» Required work: Reproduce every one of the following entries verbatim, line by line, omitting the pictures.

-------------------------

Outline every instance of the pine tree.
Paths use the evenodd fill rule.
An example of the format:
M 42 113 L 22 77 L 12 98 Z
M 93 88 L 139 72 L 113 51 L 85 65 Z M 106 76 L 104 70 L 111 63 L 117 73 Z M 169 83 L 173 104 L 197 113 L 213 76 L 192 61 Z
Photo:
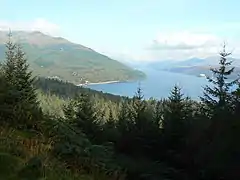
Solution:
M 219 68 L 211 68 L 215 78 L 208 77 L 208 81 L 212 83 L 214 87 L 206 86 L 204 88 L 204 96 L 201 97 L 202 102 L 208 107 L 211 114 L 213 111 L 229 111 L 232 100 L 230 87 L 237 83 L 237 80 L 230 82 L 228 80 L 228 76 L 233 73 L 234 67 L 231 67 L 232 61 L 227 59 L 231 53 L 226 51 L 225 43 L 219 55 Z
M 164 103 L 162 126 L 166 146 L 180 148 L 187 133 L 187 121 L 191 111 L 188 109 L 188 98 L 184 98 L 181 88 L 174 86 L 168 101 Z
M 6 61 L 3 64 L 3 79 L 7 92 L 3 96 L 2 119 L 18 128 L 36 128 L 42 118 L 33 83 L 35 78 L 29 71 L 25 53 L 19 44 L 11 41 L 11 33 L 6 44 Z
M 101 131 L 101 124 L 97 120 L 96 113 L 93 109 L 93 103 L 88 94 L 80 94 L 75 98 L 75 114 L 72 124 L 85 133 L 91 140 L 97 142 L 99 140 L 99 132 Z M 68 108 L 70 109 L 70 108 Z M 69 111 L 65 111 L 69 112 Z M 72 113 L 72 112 L 71 112 Z M 67 114 L 65 114 L 67 115 Z

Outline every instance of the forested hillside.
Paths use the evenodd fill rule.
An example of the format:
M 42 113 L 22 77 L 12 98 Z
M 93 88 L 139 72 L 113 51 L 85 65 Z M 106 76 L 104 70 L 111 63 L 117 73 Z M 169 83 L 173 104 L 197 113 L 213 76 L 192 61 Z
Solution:
M 0 179 L 240 179 L 240 86 L 225 46 L 200 102 L 113 96 L 36 79 L 21 46 L 0 78 Z M 230 87 L 238 88 L 230 91 Z
M 7 35 L 7 31 L 0 31 L 0 62 L 4 59 Z M 38 31 L 13 31 L 12 40 L 20 43 L 27 53 L 33 75 L 74 84 L 129 81 L 145 77 L 141 71 L 61 37 L 48 36 Z

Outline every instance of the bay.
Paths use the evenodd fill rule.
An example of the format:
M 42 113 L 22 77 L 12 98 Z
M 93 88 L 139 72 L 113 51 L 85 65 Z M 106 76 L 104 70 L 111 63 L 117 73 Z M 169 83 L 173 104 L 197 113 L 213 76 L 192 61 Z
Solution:
M 208 84 L 206 78 L 154 69 L 141 69 L 147 78 L 141 82 L 117 82 L 110 84 L 88 85 L 89 88 L 115 95 L 132 97 L 140 86 L 146 99 L 161 99 L 169 96 L 176 84 L 182 92 L 192 99 L 199 100 L 203 87 Z

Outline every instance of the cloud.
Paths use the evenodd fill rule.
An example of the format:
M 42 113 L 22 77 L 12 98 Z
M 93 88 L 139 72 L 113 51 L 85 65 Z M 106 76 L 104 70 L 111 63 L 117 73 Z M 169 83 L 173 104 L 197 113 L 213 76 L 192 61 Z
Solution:
M 58 36 L 60 27 L 57 24 L 47 21 L 43 18 L 37 18 L 33 21 L 4 21 L 0 20 L 0 30 L 20 30 L 20 31 L 41 31 L 43 33 Z
M 211 34 L 175 32 L 160 33 L 151 43 L 151 50 L 193 50 L 216 46 L 220 39 Z

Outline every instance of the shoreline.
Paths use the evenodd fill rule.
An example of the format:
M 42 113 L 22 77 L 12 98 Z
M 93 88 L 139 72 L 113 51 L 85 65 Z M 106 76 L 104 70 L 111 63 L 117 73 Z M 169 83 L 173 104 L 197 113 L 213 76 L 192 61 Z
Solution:
M 120 83 L 123 81 L 103 81 L 103 82 L 96 82 L 96 83 L 85 83 L 85 84 L 78 84 L 77 86 L 88 86 L 88 85 L 98 85 L 98 84 L 113 84 L 113 83 Z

-------------------------

» Correct response:
Outline every instance of the pine tree.
Paths use the evenodd fill rule.
An example of the format:
M 42 113 L 22 77 L 12 98 Z
M 93 88 L 139 72 L 113 51 L 85 65 Z M 106 76 L 104 70 L 111 63 L 117 73 Z M 169 83 L 173 104 L 197 113 L 213 76 L 192 61 Z
Photo:
Solution:
M 219 68 L 211 68 L 215 78 L 208 77 L 208 81 L 212 83 L 214 87 L 206 86 L 204 88 L 204 96 L 201 97 L 202 102 L 208 107 L 211 114 L 213 111 L 229 111 L 232 100 L 230 87 L 237 83 L 237 80 L 230 82 L 228 80 L 228 76 L 233 73 L 234 67 L 231 67 L 232 61 L 227 59 L 231 53 L 226 51 L 225 43 L 219 55 Z
M 164 103 L 162 126 L 166 146 L 180 148 L 187 133 L 187 121 L 191 111 L 188 109 L 188 98 L 184 98 L 181 88 L 174 86 L 168 101 Z
M 6 61 L 3 64 L 3 79 L 7 92 L 3 96 L 2 119 L 18 128 L 36 128 L 42 118 L 33 83 L 35 78 L 29 71 L 25 53 L 19 44 L 11 41 L 11 33 L 6 44 Z
M 101 131 L 101 124 L 97 120 L 96 113 L 93 109 L 93 103 L 88 94 L 80 94 L 75 98 L 75 114 L 72 124 L 85 133 L 91 140 L 97 142 L 99 140 L 99 132 Z M 68 108 L 70 109 L 70 108 Z M 69 111 L 65 111 L 69 112 Z M 72 113 L 72 112 L 71 112 Z M 67 114 L 65 114 L 67 115 Z

Outline every instance of the forested hillside.
Paths use the evenodd fill rule.
An example of the format:
M 42 113 L 22 77 L 12 98 Z
M 93 88 L 139 72 L 113 51 L 85 65 Z M 106 76 L 104 70 L 111 63 L 117 73 Z M 169 83 L 173 104 L 197 113 L 213 76 L 192 61 Z
Solution:
M 0 179 L 240 179 L 240 86 L 225 46 L 200 102 L 113 96 L 36 79 L 21 46 L 0 78 Z M 230 87 L 238 88 L 230 91 Z
M 7 35 L 7 31 L 0 31 L 0 62 L 4 59 Z M 38 31 L 13 31 L 12 40 L 20 43 L 27 53 L 33 75 L 74 84 L 129 81 L 145 77 L 141 71 L 61 37 L 48 36 Z

Outline every instance of the bay.
Paths use the evenodd fill rule.
An example of the format:
M 42 113 L 22 77 L 12 98 Z
M 93 88 L 139 72 L 113 51 L 85 65 Z M 106 76 L 104 70 L 111 63 L 117 73 Z M 169 83 L 173 104 L 197 113 L 213 76 L 192 61 Z
Solution:
M 208 84 L 206 78 L 154 69 L 141 69 L 147 78 L 141 82 L 117 82 L 110 84 L 88 85 L 89 88 L 115 95 L 132 97 L 140 86 L 146 99 L 161 99 L 169 96 L 176 84 L 182 92 L 192 99 L 199 100 L 203 87 Z

Outline every instance of the cloud.
Paths use the evenodd fill rule.
An example of the format:
M 42 113 L 22 77 L 12 98 Z
M 93 88 L 139 72 L 113 51 L 85 65 Z M 106 76 L 104 70 L 111 63 L 117 73 Z M 169 83 L 173 104 L 197 113 L 213 76 L 192 61 Z
Solution:
M 58 36 L 60 27 L 57 24 L 47 21 L 43 18 L 37 18 L 33 21 L 4 21 L 0 20 L 0 30 L 20 30 L 20 31 L 41 31 L 43 33 Z
M 211 34 L 175 32 L 160 33 L 151 43 L 151 50 L 193 50 L 216 46 L 220 39 Z

Outline every instance of the shoreline.
Paths use the evenodd fill rule.
An example of the format:
M 42 113 L 22 77 L 12 98 Z
M 93 88 L 139 72 L 113 51 L 85 65 Z M 106 76 L 104 70 L 111 63 L 117 73 Z M 169 83 L 173 104 L 197 113 L 213 76 L 192 61 Z
Solution:
M 120 83 L 123 81 L 103 81 L 103 82 L 96 82 L 96 83 L 85 83 L 85 84 L 78 84 L 77 86 L 88 86 L 88 85 L 98 85 L 98 84 L 113 84 L 113 83 Z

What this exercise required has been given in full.